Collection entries
***

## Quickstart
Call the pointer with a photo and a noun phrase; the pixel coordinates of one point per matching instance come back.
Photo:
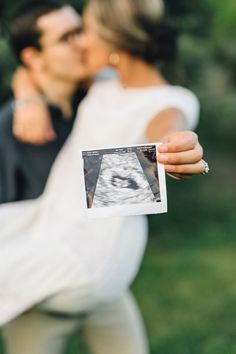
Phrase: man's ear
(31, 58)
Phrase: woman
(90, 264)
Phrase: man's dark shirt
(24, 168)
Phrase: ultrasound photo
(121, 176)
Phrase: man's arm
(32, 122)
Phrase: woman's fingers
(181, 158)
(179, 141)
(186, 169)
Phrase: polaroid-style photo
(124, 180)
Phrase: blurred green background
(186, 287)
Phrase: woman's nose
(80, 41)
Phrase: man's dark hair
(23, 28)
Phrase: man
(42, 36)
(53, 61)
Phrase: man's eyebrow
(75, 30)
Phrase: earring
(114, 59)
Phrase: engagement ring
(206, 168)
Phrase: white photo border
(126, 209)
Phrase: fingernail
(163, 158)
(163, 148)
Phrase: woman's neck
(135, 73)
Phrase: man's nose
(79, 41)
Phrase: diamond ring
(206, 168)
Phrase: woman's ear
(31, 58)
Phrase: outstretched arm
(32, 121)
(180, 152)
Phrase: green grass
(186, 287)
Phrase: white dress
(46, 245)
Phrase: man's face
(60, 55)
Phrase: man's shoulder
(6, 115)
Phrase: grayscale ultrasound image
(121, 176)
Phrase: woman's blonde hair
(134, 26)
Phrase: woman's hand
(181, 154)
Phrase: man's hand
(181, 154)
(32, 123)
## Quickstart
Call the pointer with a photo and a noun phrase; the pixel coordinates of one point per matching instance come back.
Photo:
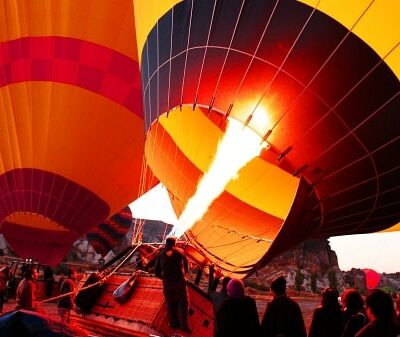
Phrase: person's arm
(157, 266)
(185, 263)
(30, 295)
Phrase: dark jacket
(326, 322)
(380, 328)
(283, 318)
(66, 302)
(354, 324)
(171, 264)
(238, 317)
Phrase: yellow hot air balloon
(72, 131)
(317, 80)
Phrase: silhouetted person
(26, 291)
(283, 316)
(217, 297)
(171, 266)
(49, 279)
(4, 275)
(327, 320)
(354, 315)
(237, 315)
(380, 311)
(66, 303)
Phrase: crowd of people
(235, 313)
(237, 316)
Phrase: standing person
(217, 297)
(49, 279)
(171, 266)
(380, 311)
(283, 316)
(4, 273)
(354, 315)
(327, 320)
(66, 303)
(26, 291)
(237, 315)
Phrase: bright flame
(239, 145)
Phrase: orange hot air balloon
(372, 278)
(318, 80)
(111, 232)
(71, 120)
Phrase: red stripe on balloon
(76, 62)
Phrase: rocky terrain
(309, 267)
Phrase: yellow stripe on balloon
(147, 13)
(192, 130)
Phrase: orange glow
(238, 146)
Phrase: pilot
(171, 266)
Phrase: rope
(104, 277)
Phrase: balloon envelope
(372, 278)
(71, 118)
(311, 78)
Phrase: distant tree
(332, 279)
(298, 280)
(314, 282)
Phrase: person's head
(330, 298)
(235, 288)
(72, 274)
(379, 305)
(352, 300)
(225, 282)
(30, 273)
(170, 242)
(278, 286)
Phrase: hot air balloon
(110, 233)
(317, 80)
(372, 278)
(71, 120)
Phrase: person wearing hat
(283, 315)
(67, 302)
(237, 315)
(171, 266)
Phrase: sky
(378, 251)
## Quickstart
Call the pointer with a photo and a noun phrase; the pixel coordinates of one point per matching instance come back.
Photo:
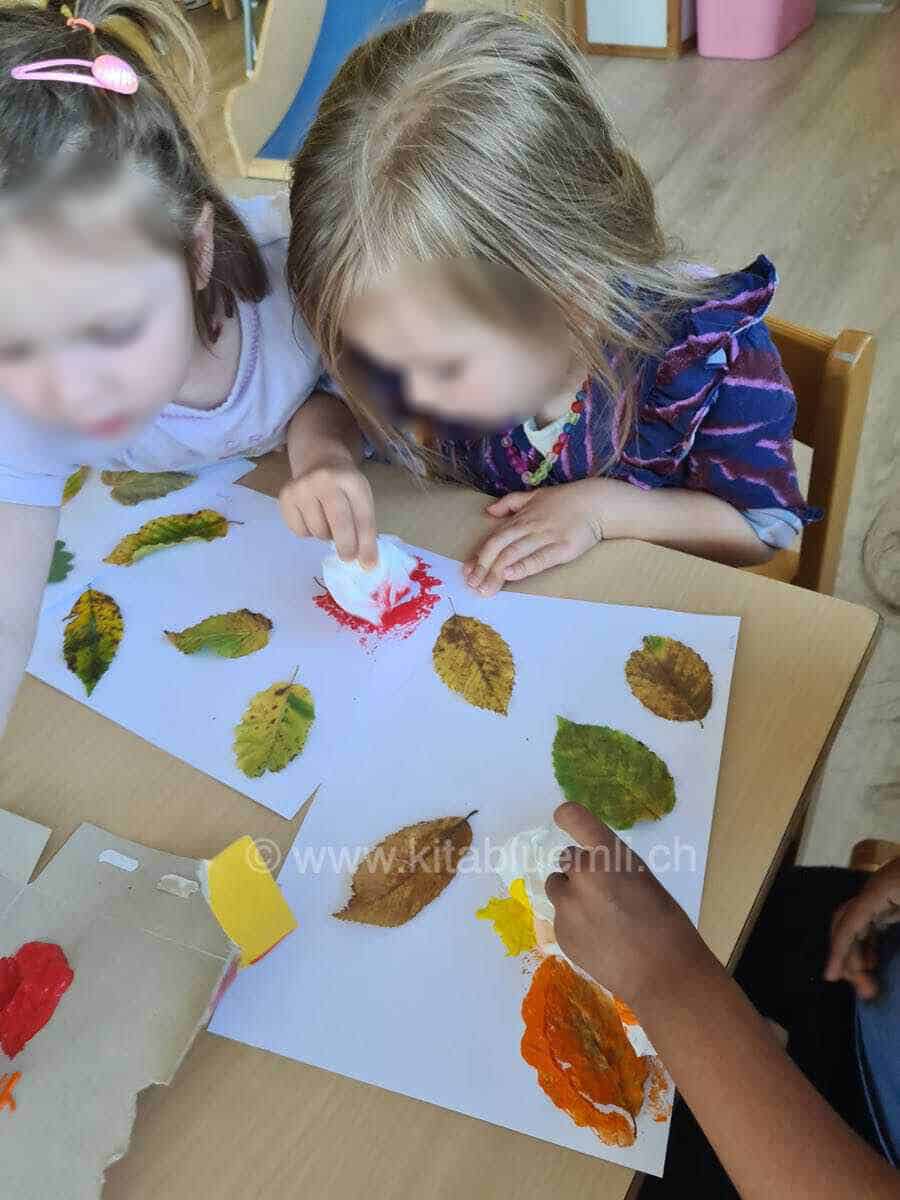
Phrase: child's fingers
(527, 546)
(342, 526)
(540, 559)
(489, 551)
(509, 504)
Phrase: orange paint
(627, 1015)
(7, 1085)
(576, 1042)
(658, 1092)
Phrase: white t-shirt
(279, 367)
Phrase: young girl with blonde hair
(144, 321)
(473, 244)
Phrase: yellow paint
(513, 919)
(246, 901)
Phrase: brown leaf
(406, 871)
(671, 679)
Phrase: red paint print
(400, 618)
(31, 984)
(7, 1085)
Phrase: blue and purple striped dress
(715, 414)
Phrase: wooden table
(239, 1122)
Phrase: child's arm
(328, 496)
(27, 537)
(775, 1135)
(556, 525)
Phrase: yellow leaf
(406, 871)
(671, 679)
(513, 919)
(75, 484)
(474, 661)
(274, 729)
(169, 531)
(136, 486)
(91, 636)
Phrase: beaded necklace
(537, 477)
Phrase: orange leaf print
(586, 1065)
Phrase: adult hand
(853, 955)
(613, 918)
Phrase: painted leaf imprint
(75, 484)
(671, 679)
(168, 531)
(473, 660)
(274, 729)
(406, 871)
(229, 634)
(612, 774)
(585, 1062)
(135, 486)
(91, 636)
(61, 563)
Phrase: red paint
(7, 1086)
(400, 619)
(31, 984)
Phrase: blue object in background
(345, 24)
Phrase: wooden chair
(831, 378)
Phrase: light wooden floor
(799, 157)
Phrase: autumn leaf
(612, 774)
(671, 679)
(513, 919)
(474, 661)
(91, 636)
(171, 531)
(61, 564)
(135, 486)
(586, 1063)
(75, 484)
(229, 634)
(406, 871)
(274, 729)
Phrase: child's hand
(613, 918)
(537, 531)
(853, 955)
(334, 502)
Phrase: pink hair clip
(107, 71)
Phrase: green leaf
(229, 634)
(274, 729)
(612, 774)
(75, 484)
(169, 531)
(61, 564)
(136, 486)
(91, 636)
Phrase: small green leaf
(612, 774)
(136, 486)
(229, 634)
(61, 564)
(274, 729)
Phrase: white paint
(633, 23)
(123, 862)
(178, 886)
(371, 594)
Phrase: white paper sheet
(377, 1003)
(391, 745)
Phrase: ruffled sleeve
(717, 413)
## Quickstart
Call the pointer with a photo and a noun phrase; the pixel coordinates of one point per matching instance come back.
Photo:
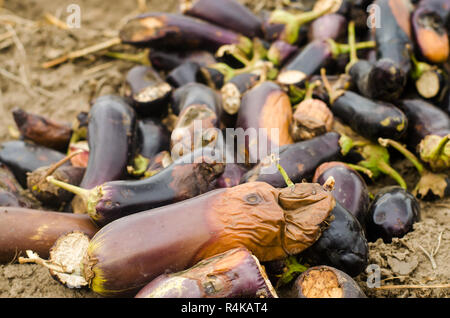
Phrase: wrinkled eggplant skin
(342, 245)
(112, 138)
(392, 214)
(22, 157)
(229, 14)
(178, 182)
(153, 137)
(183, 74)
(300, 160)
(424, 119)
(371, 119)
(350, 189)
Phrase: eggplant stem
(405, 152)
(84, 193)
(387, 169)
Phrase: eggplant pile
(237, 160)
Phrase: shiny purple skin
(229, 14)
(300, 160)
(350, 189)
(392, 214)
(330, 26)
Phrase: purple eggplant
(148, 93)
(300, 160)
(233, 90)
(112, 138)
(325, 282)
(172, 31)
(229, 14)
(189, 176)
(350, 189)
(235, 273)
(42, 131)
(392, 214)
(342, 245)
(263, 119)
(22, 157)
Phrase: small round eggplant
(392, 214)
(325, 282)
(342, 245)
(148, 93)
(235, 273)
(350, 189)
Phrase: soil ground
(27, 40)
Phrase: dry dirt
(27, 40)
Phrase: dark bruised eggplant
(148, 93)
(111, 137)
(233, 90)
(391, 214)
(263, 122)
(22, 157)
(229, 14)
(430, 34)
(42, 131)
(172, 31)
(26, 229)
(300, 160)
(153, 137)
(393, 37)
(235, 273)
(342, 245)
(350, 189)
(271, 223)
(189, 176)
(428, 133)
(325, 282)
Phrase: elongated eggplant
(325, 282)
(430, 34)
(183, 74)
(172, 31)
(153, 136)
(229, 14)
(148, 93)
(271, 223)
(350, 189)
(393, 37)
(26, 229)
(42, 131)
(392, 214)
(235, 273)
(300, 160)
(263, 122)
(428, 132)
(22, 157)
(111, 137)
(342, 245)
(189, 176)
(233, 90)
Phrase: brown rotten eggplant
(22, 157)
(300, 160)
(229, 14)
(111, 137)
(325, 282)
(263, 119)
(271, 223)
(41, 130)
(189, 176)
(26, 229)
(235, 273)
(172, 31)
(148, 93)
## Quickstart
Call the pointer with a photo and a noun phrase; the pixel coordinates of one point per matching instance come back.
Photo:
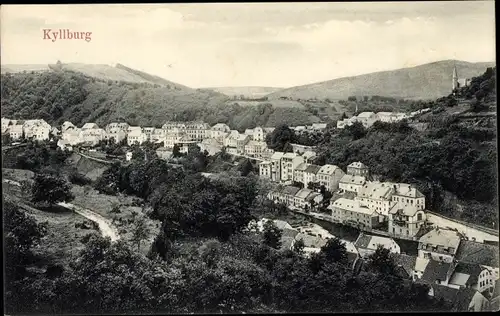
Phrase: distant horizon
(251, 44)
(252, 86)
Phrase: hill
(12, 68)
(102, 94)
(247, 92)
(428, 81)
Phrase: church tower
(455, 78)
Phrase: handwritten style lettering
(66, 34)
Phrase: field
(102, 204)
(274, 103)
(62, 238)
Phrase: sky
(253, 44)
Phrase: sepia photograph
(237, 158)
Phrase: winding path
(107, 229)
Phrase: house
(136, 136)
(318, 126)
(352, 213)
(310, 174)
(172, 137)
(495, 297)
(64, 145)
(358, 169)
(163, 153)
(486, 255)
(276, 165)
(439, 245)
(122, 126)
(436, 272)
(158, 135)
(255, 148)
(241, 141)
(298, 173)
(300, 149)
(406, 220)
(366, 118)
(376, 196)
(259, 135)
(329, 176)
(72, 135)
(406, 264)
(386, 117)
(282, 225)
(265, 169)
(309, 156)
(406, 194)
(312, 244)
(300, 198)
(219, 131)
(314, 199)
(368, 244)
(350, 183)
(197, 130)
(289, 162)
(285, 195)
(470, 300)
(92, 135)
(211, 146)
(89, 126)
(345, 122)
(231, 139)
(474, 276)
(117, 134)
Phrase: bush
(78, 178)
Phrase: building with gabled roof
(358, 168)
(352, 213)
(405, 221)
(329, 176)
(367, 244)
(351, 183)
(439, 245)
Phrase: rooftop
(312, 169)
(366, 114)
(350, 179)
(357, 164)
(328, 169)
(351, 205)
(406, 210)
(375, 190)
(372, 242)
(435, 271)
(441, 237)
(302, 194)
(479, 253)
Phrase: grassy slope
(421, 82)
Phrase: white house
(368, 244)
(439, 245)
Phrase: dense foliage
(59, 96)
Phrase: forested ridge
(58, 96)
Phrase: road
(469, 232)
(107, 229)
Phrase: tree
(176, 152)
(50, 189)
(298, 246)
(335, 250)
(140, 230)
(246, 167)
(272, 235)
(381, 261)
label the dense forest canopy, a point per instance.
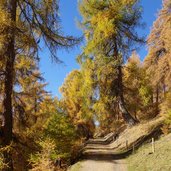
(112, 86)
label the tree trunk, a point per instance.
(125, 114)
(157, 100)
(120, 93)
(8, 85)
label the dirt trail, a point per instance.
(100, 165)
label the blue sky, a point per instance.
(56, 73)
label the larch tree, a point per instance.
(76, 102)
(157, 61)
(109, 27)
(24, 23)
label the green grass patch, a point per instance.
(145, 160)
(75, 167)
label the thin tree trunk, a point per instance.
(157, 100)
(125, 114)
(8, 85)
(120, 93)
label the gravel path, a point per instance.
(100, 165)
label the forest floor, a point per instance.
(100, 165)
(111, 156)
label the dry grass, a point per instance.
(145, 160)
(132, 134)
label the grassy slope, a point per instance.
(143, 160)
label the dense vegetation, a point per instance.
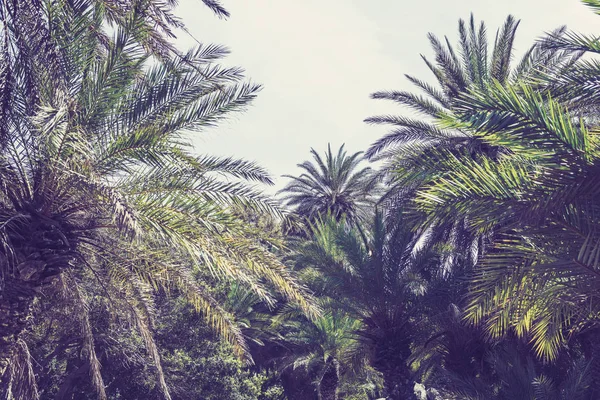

***

[OBJECTIVE]
Rewrite the lines from the one with "label the gravel path, a point per instance." through the end of the items, changing "a point per instance" to "one point for each" everywhere and keeping everything else the same. Leave the pictures out.

[ANSWER TO THIS TASK]
label the gravel path, one point for each.
(100, 165)
label the forest floor, one point for each.
(100, 165)
(111, 156)
label the dry grass, one point for each.
(145, 160)
(132, 134)
label the grassy slope, one point for each.
(143, 160)
label the dense vegetation, one point for each.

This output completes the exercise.